Passage given:
================================

Robert Q. Reilly — Chief Financial Officer

Particularly as it relates to 2021.

Betsy Graseck — Morgan Stanley — Analyst

Got it. All right. And then just separately on the BBVA USA projected PPNR that $700 million, up $100 million from your prior guide, what’s driving that delta?

Robert Q. Reilly — Chief Financial Officer

Yeah, as I said in my comments, this is Rob, it’s largely refinements in our assumptions around interest rates and some general true ups relative to the assumptions that we had at the time that we announced the deal.

Betsy Graseck — Morgan Stanley — Analyst

But just based on our prior conversation, is it more that you’re expecting, they have more asset sensitivity in their book than you saw [Speech Overlap].

Robert Q. Reilly — Chief Financial Officer

No, not necessarily. No.

William S. Demchak — Chairman, President & Chief Executive Officer

We had — there is so many little things rates moved in our favor, we’re doing really well on expense opportunities, a whole variety of things and they ended up.

Robert Q. Reilly — Chief Financial Officer

Yeah, that’s right. True ups from assumptions that we made last November and environment has changed a lot.

William S. Demchak — Chairman, President & Chief Executive Officer

In our knowledge.

================================

Entries shown:
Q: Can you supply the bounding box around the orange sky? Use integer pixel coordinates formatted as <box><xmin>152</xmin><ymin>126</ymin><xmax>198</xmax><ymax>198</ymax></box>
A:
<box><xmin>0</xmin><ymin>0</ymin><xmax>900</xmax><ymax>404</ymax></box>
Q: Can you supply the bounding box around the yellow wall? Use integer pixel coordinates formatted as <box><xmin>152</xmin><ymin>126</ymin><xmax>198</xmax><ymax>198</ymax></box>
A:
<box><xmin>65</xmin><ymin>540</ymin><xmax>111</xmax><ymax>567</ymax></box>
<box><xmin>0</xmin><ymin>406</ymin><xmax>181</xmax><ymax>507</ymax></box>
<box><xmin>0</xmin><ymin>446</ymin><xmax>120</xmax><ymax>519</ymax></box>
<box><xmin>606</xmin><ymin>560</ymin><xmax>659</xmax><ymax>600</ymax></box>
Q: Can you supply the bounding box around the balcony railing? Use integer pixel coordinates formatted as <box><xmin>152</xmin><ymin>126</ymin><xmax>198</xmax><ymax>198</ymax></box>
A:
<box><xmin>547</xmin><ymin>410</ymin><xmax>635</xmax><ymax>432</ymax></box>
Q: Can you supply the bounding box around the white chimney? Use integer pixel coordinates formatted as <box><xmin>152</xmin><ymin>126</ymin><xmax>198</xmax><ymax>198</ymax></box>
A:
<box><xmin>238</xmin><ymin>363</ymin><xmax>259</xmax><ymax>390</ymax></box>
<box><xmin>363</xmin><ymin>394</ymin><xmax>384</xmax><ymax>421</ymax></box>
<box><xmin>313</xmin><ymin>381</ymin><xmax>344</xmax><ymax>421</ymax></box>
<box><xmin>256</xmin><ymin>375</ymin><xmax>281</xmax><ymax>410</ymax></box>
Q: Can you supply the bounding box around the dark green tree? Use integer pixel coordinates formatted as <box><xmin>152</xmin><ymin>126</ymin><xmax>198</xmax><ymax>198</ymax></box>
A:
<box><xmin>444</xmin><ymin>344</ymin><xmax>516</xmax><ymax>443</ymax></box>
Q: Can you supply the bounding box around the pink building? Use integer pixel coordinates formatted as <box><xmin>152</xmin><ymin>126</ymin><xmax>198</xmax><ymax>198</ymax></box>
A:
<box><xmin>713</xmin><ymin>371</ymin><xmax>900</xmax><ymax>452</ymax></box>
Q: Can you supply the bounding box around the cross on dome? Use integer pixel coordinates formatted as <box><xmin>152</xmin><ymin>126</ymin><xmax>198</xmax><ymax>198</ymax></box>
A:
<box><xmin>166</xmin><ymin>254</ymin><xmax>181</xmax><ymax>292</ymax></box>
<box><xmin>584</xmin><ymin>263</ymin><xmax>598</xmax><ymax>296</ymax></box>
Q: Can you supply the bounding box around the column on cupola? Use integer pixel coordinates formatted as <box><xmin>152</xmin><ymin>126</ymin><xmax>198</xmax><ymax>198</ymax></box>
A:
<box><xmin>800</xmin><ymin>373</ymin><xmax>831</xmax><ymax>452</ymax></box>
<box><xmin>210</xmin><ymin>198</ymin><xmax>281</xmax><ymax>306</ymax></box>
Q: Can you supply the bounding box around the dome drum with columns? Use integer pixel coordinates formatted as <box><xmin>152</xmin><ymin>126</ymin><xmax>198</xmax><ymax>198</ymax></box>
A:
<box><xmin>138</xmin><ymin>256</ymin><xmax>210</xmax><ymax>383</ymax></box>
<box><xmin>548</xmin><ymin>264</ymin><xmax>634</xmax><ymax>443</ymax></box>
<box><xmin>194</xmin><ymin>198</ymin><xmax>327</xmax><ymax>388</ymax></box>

================================

What is needed: Render this sentence from the call transcript in Spanish: "Yeah, as I said in my comments, this is Rob, it’s largely refinements in our assumptions around interest rates and some general true ups relative to the assumptions that we had at the time that we announced the deal."

Result for this task: Sí, como dije en mis comentarios, habla Rob, se trata en gran medida de refinamientos en nuestros supuestos sobre las tasas de interés y de algunos ajustes generales con respecto a los supuestos que teníamos en el momento en que anunciamos la operación.